- Given instruction: Write out exactly the lines running from the one that contains "to the pointed" through the end of the material.

- Data shown:
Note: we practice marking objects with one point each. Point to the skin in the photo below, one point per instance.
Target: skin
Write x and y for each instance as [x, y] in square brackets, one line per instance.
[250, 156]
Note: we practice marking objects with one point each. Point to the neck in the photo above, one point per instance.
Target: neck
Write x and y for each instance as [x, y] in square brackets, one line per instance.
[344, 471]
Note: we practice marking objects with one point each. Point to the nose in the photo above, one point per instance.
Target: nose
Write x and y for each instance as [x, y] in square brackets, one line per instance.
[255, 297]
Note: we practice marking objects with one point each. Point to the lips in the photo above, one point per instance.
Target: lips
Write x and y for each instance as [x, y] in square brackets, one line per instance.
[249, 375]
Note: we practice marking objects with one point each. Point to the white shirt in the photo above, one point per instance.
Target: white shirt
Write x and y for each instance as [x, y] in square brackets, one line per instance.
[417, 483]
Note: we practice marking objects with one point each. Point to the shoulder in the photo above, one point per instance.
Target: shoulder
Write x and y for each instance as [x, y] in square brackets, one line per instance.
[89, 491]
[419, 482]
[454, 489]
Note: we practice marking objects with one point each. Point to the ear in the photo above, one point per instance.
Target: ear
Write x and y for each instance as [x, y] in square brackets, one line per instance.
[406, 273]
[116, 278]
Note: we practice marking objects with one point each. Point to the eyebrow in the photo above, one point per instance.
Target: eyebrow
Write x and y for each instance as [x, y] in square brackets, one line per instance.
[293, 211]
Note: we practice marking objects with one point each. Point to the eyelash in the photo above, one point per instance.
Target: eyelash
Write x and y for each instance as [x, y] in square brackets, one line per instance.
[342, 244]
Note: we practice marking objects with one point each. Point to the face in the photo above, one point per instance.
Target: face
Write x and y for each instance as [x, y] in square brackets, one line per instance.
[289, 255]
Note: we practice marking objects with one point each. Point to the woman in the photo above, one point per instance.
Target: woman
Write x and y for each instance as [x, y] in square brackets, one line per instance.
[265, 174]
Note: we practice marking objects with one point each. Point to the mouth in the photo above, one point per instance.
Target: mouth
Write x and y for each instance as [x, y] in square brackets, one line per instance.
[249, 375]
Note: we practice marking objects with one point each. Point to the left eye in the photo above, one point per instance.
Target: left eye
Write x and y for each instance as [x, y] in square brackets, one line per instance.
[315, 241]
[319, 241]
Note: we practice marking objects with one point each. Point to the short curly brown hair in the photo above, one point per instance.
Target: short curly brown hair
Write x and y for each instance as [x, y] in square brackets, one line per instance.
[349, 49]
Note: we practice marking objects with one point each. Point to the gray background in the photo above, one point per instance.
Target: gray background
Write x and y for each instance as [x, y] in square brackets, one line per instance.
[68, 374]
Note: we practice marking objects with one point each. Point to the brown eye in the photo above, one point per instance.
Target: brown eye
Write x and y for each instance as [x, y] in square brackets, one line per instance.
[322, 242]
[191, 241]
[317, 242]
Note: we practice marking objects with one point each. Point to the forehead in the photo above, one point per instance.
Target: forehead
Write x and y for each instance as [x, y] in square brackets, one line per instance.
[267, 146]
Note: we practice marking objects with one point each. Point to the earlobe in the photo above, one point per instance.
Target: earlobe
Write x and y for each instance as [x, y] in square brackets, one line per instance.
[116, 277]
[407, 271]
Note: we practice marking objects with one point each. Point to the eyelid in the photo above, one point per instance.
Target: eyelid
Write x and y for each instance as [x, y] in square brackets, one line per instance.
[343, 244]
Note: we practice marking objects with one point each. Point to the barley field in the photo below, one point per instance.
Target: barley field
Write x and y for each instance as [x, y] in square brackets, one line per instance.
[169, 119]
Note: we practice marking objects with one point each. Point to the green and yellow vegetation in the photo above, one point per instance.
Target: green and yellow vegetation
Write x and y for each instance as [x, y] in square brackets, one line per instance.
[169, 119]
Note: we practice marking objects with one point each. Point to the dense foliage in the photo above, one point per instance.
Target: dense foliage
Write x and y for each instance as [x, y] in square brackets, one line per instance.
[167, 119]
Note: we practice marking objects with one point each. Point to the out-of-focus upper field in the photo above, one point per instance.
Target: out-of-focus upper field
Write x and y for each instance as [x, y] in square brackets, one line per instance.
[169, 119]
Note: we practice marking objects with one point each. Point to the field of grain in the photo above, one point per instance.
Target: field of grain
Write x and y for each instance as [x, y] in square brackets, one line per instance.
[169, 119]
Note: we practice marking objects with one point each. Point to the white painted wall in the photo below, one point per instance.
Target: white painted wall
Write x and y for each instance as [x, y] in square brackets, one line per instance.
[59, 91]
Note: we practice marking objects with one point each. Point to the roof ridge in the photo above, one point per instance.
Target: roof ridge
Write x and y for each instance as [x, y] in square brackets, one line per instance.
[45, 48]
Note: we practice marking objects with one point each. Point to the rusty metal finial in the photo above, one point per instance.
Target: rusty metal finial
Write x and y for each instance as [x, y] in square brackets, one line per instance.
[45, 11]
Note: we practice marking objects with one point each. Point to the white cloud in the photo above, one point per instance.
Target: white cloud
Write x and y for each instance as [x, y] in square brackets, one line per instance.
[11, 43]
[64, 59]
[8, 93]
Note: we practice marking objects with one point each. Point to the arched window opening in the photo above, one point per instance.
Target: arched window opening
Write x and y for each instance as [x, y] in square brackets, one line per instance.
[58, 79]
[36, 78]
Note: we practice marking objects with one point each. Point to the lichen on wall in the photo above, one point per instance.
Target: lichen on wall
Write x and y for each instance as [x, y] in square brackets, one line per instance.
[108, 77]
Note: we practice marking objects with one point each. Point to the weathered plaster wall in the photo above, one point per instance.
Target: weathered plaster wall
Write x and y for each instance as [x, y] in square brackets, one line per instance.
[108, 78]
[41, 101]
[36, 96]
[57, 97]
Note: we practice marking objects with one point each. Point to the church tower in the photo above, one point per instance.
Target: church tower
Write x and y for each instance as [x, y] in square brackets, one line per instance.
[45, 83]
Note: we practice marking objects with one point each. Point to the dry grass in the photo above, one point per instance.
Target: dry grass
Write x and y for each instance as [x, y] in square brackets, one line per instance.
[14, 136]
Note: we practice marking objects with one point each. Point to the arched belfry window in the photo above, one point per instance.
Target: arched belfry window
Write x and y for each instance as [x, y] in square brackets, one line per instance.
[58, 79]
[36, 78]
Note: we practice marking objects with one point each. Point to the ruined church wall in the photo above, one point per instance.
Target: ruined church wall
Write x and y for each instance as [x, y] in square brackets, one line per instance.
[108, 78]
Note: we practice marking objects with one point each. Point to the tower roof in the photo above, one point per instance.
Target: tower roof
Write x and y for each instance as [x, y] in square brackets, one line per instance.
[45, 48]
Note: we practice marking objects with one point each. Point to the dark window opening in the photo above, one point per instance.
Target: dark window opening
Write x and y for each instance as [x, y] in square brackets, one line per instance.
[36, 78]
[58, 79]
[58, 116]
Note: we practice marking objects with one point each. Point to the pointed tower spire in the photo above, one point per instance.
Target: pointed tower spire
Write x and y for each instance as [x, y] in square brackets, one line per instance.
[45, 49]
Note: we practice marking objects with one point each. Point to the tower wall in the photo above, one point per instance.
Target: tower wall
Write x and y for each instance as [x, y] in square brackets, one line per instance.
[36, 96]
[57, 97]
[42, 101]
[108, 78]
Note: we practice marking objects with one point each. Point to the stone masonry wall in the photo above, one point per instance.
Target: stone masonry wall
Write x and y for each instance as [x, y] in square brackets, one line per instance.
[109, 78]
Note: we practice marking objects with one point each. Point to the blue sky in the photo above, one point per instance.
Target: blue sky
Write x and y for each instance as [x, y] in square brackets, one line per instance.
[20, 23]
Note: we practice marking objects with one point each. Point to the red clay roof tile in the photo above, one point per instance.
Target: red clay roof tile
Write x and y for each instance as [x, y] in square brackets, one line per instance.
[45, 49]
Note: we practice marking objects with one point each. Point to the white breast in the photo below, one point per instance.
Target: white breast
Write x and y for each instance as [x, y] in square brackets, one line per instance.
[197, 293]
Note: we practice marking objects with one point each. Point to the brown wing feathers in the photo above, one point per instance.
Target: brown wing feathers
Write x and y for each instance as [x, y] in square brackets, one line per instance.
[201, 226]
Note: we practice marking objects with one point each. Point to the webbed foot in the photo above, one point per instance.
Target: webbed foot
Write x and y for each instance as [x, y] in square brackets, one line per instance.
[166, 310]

- Complete answer:
Note: we practice marking objects with one point each. Point to the pointed tower spire in the photo above, one point per instance.
Target: pointed tower spire
Write x and y for each instance as [x, y] in square brackets, one line per instance.
[45, 49]
Note: we practice marking objects with one point each. Point to the tower wall in the photo above, one point per instance.
Target: tower wall
Write x and y for each instance as [x, y] in square brackets, one line per instance.
[36, 96]
[57, 97]
[42, 101]
[108, 78]
Note: we practice marking objects with one point each. Point to the stone masonry wall in the photo above, one point per instance.
Target: stone masonry wall
Write x and y for each instance as [x, y] in square brackets, one line per instance.
[109, 78]
Note: we practice marking objects with one point each. Point to the blue sky in the photo above, one point per instance.
Target: blue sky
Write x and y for each instance as [x, y] in square brackets, one line per instance.
[20, 23]
Note: we practice marking objects with one point each. Point to the red clay roof tile in the photo above, one point per instance.
Target: red clay roof tile
Write x and y for each instance as [x, y] in square brackets, one line per instance.
[45, 49]
Note: we practice marking objects with one point each. Point to the white breast in the photo below, one point per instance.
Target: white breast
Write x and y for each instance as [x, y] in square brackets, one line per instance.
[197, 293]
Note: we practice marking objects with one point each. Point to the brown wing feathers in the photo above, one point per instance.
Target: brown wing feathers
Write x and y for each instance as [x, y] in square brackets, one line per instance.
[201, 226]
Note: we practice marking objects with one point each. Point to the webbed foot in the photo above, one point per instance.
Target: webbed foot
Write x and y for each instance as [x, y] in square brackets, one line per instance.
[166, 310]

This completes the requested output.